## Задание:
Перепишете ли вы приведенные ниже данные целиком, символ в символ?

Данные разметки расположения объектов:
-*-*-
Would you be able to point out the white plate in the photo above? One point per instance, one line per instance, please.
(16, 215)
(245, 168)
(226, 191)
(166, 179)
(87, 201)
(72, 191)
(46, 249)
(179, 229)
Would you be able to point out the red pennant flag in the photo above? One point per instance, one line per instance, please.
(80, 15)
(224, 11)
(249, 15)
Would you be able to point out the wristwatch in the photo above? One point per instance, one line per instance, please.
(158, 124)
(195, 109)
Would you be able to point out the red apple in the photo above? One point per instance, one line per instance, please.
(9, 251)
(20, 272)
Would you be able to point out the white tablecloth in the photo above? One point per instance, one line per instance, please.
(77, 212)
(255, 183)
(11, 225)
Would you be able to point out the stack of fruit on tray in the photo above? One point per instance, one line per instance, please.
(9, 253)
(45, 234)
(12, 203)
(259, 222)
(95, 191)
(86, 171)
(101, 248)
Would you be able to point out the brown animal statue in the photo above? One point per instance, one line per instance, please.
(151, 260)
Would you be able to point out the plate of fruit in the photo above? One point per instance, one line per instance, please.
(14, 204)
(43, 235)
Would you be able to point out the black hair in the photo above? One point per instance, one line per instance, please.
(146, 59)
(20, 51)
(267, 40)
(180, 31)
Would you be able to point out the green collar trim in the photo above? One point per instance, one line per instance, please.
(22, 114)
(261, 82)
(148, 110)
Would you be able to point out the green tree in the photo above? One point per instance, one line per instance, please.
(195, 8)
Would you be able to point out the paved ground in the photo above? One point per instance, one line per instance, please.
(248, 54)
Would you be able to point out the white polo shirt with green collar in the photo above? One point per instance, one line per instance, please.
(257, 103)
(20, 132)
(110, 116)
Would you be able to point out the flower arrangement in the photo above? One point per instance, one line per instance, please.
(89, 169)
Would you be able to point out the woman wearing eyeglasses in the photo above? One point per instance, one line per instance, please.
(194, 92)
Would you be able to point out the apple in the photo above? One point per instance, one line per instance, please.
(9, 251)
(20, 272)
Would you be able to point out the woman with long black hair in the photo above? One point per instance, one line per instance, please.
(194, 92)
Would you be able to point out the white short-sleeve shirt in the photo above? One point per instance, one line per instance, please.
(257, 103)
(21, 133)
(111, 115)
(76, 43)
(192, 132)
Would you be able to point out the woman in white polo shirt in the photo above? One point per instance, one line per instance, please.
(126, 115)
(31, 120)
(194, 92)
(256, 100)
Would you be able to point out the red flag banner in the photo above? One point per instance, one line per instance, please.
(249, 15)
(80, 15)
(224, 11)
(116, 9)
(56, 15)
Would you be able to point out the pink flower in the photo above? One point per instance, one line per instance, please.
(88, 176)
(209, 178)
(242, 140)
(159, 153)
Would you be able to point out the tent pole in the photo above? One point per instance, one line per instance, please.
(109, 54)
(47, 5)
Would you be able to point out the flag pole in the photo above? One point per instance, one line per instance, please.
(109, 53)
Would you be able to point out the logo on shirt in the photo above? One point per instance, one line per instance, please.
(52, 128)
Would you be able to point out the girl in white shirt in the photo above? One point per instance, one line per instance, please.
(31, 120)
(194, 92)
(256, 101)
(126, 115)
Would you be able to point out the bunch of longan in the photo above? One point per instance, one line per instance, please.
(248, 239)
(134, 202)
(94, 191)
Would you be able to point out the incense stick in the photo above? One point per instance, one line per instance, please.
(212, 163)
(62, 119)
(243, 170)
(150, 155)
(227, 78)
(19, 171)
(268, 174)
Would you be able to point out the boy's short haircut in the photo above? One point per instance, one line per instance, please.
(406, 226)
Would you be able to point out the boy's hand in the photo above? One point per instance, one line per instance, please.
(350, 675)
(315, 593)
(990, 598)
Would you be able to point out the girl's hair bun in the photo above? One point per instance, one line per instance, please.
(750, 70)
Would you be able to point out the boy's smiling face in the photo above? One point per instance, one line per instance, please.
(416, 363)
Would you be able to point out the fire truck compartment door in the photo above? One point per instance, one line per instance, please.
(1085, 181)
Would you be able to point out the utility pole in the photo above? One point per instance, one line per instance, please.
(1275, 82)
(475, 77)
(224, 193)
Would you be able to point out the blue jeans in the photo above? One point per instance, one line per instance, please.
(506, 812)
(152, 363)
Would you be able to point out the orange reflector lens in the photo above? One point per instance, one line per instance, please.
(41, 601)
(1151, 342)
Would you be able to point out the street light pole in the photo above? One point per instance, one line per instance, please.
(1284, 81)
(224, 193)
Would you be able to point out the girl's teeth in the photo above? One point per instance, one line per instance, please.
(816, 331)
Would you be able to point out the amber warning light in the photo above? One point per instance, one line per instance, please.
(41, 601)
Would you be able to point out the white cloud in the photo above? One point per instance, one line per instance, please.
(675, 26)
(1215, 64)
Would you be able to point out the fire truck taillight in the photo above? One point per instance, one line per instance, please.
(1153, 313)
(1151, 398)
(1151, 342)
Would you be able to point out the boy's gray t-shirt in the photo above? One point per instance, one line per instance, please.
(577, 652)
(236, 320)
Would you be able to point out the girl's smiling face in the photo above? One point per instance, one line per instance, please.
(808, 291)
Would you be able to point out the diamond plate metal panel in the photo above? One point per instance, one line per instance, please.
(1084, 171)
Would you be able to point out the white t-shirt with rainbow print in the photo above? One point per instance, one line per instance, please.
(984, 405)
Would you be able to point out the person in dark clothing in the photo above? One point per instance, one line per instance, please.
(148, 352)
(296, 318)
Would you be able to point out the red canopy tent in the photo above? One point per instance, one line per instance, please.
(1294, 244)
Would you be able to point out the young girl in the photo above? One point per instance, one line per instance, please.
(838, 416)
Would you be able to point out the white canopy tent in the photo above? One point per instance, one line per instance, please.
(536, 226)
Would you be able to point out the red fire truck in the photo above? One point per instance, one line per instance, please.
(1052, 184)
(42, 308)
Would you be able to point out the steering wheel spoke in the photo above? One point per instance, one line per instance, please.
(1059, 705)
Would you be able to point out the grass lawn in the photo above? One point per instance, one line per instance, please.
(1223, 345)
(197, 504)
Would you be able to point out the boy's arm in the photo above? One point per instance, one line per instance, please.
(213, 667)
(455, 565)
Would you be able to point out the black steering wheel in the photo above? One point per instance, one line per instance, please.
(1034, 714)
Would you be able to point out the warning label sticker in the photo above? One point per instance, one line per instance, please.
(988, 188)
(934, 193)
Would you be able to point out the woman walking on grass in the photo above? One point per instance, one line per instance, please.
-*-*-
## Ответ:
Would you be able to point out the white plate in the photo above? One point per instance, one line per instance, please.
(16, 215)
(245, 168)
(226, 191)
(166, 179)
(87, 201)
(72, 191)
(46, 249)
(179, 229)
Would you be able to point out the red pennant flag in the photo above? One point per instance, one line per instance, please.
(80, 15)
(224, 11)
(249, 15)
Would you be able to point out the wristwatch in the photo above? One point per instance, one line per instance, please.
(158, 124)
(195, 109)
Would you be able to point out the red apple in the photo above? One point per instance, one line per instance, please.
(9, 251)
(20, 272)
Would you be able to point out the white tablecloth in the photo above? One point per instance, one line per instance, please.
(77, 212)
(255, 183)
(11, 225)
Would you be able to point out the stack of fruit on tray in the photo above? One point per instance, one line per instance, please.
(9, 253)
(45, 234)
(12, 203)
(259, 222)
(95, 191)
(86, 171)
(101, 248)
Would you be able to point out the brown animal statue in the photo above? One point per instance, one line per instance, please.
(151, 260)
Would you be able to point out the plate of fruit in the photo above? One point per instance, one line per instance, please.
(14, 204)
(43, 235)
Would you be able to point out the black hair in the photo above? One point per instance, one line per instance, please.
(146, 59)
(20, 51)
(267, 40)
(180, 31)
Would you be able to point out the green collar trim in the photo above? One point per instance, one line per instance, please.
(22, 114)
(261, 82)
(148, 110)
Would you be able to point out the green tree in the photo above? One point per instance, one line per instance, please.
(195, 8)
Would you be able to point out the paved ground in the photo above? One point per instance, one line per instance, please.
(248, 54)
Would you be able to point out the white polo shirt with green collar in the photo above? One point per instance, one line per instance, please.
(257, 103)
(20, 132)
(110, 116)
Would you be able to point out the flower arrangement in the photo above? One point per instance, one line per instance, please.
(89, 169)
Would you be able to point out the woman wearing eyeglasses in the photo above? One point per instance, one line per instance, please.
(194, 92)
Would you be able to point out the apple in the photo above? One point per instance, one line per instance, please.
(9, 251)
(20, 272)
Would you be able to point out the woman with long black hair in the photo above? One point per instance, one line per instance, please.
(194, 92)
Would you be able to point out the white short-sleeve shirt in the photo above? One point per instance, one line per instance, please.
(257, 103)
(21, 133)
(111, 115)
(76, 43)
(192, 132)
Would you be able to point out the woman in white polo shirt in the photo above? One point per instance, one line per instance, please.
(126, 115)
(31, 120)
(194, 92)
(256, 100)
Would you be able to point out the red flag banner in the photo above? One point per instance, one line per instance, please.
(249, 15)
(80, 15)
(224, 11)
(116, 9)
(56, 15)
Would you be able to point out the pink flower in the photo above? One point per instance, one line per instance, please.
(88, 176)
(209, 178)
(242, 140)
(159, 153)
Would you be able to point out the tent pole in the photo above? One point per instance, one line per instance, please.
(109, 54)
(47, 5)
Would you be able to point out the flag pole in the photo above? One point per instance, one line per instance, please.
(109, 53)
Would you be able to point out the logo on shirt in the photo above? One point per instance, one line per instance, please.
(52, 128)
Would you be able to point out the girl in white shirt in the photo above? One point per instance, one line per instance, please.
(31, 120)
(194, 92)
(256, 101)
(126, 115)
Would you be able to point out the bunch of longan in the photo above? One point per instance, one line per instance, please.
(248, 239)
(134, 202)
(94, 191)
Would you be able to point out the incense stick in the photo above? One point per instance, one line per instance, please.
(212, 163)
(62, 119)
(243, 170)
(150, 155)
(227, 78)
(19, 171)
(268, 174)
Would you be able to point out the boy's short haircut in the photo above? One point per instance, one line per instance, please.
(406, 226)
Would you be able to point out the boy's hand in the photo above? One point per instance, one line per instance, please.
(350, 675)
(315, 593)
(990, 598)
Would you be able to point out the girl's hair bun in the photo above? One point per instance, one line per instance, please.
(750, 70)
Would you be able to point out the boy's smiling face in the photo above? One point per instance, one line per instance, please.
(416, 363)
Would you be able to point out the fire truck compartment door in the photo above? One point per instance, one line per instance, please.
(1085, 181)
Would you be able to point out the utility pole in the photo above? One point per instance, one line per instance, please.
(1275, 82)
(475, 77)
(224, 193)
Would you be able to point out the blue jeans in the photo above? One point per instance, one line per instance, please.
(506, 812)
(152, 363)
Would you be able to point out the orange reflector lens in the photo above? One point per instance, one line per instance, please.
(41, 601)
(1151, 342)
Would you be able to point out the street light pole in the photo above? One point per instance, one line per instance, please.
(1284, 81)
(224, 193)
Would you be able to point out the girl's teeth in the photo above? One point per instance, one line per instance, please.
(816, 331)
Would you be able to point out the amber warning light in the photo above? One point per instance, one line per instance, please.
(41, 601)
Would you be able to point out the white cloud in the photo above? One point per instance, one line per instance, please.
(675, 26)
(1215, 64)
Would you be able to point out the fire truck taillight in the photo above? One point per instance, one line per instance, please.
(1153, 313)
(1151, 398)
(1151, 342)
Would you be able to point out the boy's gray t-shirt in the photo above? One point per instance, one line per instance, please.
(577, 652)
(236, 320)
Would you be able to point out the girl's smiling face in the photo above? One point per instance, one line per instance, please.
(808, 291)
Would you be able to point out the diamond plate metal panel in the photo above? One point per instance, one line per instance, please.
(1084, 171)
Would you be able to point out the white t-shirt with rainbow print in the photo above? One point per instance, one line per instance, please.
(984, 405)
Would you be able to point out the person in dark clothing in the photo above? One point per instance, one line per instance, please.
(148, 352)
(296, 318)
Would you be able to point out the red canopy tent in the photo above? One point per instance, one line per instance, please.
(1294, 244)
Would you be able to point out the young girl in the photo above? One point per instance, one line per instance, please.
(838, 416)
Would you be able to point out the white canopy tent in the photo above? One point per instance, one line per instance, please.
(536, 226)
Would you be able to point out the red fire truck in the photo above? One point per instance, one line per instance, please.
(1052, 184)
(42, 308)
Would you be able to point out the steering wheel spoke in the photo above? One point per instance, one line per instance, please.
(1059, 705)
Would you be able to point out the grass lawn in the photo above? One point per instance, one line per instance, please.
(1223, 345)
(197, 504)
Would you be able to point out the boy's arm in the photo above? One point per instance, one line per instance, please.
(213, 667)
(455, 565)
Would you be able to point out the black steering wheel in the photo above? One point per instance, one line per instance, please.
(1034, 714)
Would you be able to point out the warning label sticker in the photo above? One point per instance, one line per instance, please.
(988, 188)
(934, 193)
Would you be able to point out the woman walking on grass in the photo above? One point per instance, one line per instance, please.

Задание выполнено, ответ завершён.